_GIVEN REQUEST 1_
In the listing, copy out the lines exactly, starting at the line containing "Would you mind pointing at the ship hull" and ending at the line containing "column 852, row 384", with both of those lines included.

Static code analysis tool for Java repositories
Project description
Inspect4j
Student: Liru Qu
EPCC Supervisor: Steven Carlysle-Davies
Overview
Inspect4j is a comprehensive static code analysis framework designed to automatically extract metadata, documentation, and structural information from Java code repositories. Built upon the robust Javalang parser, the tool provides detailed insights into Java codebases, making it invaluable for software analysis, documentation generation, and code understanding.
Features
Given a Java project folder, Inspect4j will:
-
Code Structure Analysis:
- Extract all classes, interfaces, JavaDoc comments and enums with their complete metadata
- Analyze methods, constructors, and fields including their signatures and modifiers
- Support nested and anonymous classes, lambda expressions, and local classes
- Track inheritance hierarchies and interface implementations
-
Dependency Analysis:
- Identify all import statements and their types (internal/external)
- Process wildcard imports and static imports
- Extract Java project dependencies from Maven (pom.xml) and Gradle (build.gradle) files
- Classify dependencies by scope and build tool
-
Method Call Analysis:
- Extract complete method call lists with proper type resolution
- Handle method overloading and chain calls accurately
- Support cross-file method resolution through imports
- Track constructor calls and super method invocations
-
Annotations Support:
- Extract all annotations at class, method, field, and parameter levels
- Preserve annotation parameters and values
-
Project Metadata:
- Extract project directory tree and file hierarchy
- Detect and analyze software licenses
- Extract README files and project documentation
- Retrieve GitHub metadata when available (if a .git folder is in the repository)

_GIVEN REQUEST 2_
Which parser is Inspect4j built on, according to the project description?

_EXTRACTED MATERIAL_

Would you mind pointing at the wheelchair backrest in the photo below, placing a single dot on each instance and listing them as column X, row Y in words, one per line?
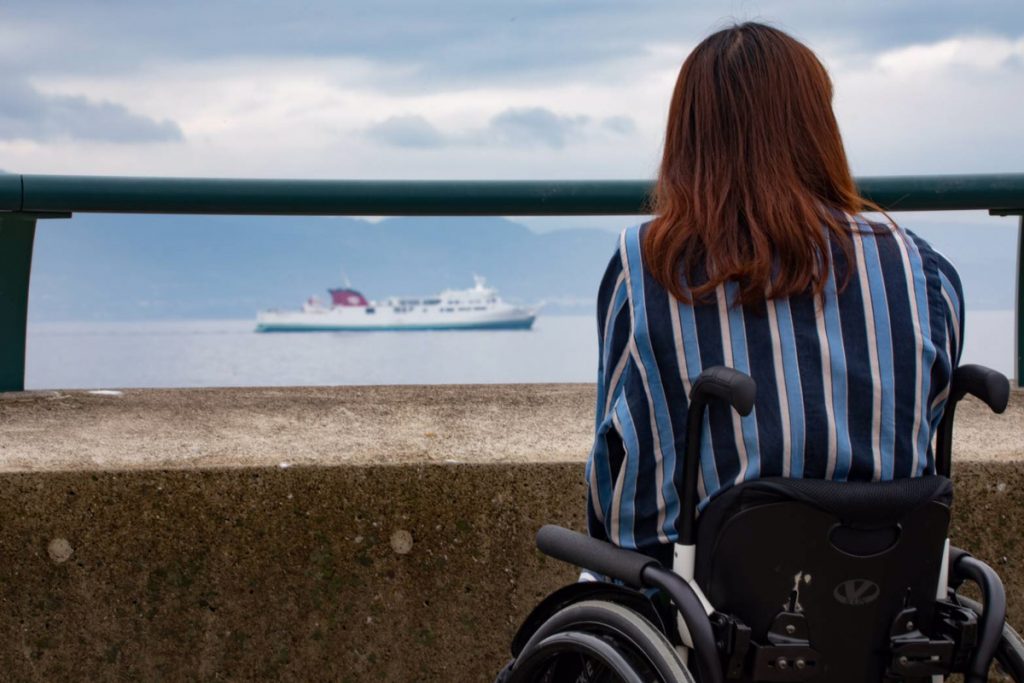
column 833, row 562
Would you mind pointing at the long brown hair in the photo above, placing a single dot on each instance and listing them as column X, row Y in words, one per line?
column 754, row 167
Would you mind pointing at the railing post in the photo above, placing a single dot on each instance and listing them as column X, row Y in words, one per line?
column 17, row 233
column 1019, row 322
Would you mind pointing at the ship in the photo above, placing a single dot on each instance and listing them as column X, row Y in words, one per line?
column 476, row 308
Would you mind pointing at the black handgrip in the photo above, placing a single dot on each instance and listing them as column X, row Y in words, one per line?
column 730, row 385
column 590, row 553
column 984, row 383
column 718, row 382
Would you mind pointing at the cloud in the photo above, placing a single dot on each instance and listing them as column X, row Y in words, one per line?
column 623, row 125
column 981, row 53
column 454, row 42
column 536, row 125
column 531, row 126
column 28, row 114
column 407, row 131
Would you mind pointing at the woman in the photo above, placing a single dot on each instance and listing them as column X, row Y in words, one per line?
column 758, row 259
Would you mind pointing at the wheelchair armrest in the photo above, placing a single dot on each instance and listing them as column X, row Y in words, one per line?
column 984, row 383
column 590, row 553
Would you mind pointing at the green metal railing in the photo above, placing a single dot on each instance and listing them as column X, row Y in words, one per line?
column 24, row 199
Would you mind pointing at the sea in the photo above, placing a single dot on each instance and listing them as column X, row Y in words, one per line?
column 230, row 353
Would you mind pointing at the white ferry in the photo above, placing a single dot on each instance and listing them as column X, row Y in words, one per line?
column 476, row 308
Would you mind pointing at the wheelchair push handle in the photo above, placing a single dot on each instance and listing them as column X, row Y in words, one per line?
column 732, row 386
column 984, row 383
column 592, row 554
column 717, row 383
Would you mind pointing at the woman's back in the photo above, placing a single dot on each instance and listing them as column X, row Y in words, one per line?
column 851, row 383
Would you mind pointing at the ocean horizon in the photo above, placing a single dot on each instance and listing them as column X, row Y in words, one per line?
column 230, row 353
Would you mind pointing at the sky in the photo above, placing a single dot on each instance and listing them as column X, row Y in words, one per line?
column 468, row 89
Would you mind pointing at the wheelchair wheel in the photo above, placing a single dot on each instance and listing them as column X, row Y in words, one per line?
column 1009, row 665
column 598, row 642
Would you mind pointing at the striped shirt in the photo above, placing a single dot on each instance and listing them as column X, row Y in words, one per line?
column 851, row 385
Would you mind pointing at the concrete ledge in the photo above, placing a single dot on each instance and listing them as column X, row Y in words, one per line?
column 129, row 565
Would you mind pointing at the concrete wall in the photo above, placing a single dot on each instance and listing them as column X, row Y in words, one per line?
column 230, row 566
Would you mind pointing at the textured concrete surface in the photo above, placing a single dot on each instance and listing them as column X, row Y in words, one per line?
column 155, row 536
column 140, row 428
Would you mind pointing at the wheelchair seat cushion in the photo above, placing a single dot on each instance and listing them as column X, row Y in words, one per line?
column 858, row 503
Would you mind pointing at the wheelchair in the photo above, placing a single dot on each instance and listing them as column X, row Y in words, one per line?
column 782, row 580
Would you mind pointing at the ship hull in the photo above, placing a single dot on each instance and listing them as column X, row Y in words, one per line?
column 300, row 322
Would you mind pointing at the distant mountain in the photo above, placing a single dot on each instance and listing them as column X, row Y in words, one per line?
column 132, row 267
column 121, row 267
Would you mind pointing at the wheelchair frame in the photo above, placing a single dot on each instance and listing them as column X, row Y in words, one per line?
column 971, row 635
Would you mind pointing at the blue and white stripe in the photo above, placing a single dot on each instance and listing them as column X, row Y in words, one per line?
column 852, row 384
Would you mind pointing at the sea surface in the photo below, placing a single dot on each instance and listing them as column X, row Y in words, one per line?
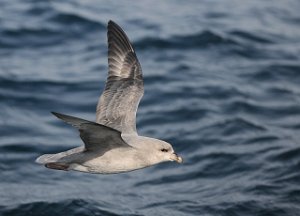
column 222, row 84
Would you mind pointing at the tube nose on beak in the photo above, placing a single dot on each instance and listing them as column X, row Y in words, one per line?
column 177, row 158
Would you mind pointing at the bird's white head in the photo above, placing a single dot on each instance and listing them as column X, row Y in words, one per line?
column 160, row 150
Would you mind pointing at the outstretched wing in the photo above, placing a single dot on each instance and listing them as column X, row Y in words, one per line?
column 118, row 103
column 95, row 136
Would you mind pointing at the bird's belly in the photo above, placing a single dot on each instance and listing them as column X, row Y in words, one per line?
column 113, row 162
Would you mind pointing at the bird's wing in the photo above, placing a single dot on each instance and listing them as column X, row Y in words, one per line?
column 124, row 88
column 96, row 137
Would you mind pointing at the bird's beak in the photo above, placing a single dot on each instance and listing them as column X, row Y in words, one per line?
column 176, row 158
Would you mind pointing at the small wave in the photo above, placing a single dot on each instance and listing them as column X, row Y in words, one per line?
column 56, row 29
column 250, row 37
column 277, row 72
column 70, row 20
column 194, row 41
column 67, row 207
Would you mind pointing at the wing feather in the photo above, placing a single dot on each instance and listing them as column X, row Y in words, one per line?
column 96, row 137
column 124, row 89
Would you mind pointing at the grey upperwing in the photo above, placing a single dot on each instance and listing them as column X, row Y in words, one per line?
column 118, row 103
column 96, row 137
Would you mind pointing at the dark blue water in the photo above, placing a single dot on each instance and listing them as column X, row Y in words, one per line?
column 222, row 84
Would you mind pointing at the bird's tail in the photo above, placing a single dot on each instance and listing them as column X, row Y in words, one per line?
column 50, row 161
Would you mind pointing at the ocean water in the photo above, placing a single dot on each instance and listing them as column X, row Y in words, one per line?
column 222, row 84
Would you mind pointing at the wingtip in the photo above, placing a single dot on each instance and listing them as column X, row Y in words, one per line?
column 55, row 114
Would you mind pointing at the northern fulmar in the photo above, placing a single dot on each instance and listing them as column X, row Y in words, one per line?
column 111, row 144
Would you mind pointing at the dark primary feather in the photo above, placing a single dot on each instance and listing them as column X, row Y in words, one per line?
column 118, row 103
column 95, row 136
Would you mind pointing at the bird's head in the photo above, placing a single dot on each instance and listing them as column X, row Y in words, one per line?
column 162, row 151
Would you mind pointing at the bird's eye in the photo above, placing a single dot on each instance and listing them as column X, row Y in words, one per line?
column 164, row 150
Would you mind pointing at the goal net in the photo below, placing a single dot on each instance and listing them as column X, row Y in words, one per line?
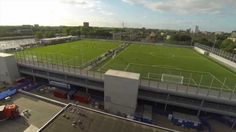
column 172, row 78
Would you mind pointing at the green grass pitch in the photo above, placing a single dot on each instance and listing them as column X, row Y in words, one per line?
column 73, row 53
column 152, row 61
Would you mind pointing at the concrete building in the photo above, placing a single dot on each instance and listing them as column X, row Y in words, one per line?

_COMPLETE RESPONSE 1_
Would you mind pointing at the ship hull in the photo above, placing a single dot on each instance and listing them as column X, row Y in words, one per line?
column 300, row 322
Would you mind pointing at the distant mountain in the photo above, placing a single dot on each instance and listing them as column X, row Y in words, one per line?
column 132, row 267
column 121, row 267
Would you mind pointing at the wheelchair frame in the photo above, placing a single dot on each instance and listing them as column X, row Y in words, one per line?
column 971, row 635
Would you mind pointing at the blue and white stripe in the photo above, placing a single dot on each instance and listing them as column X, row Y in words, one per line?
column 852, row 384

_COMPLETE RESPONSE 2_
The Javalang parser.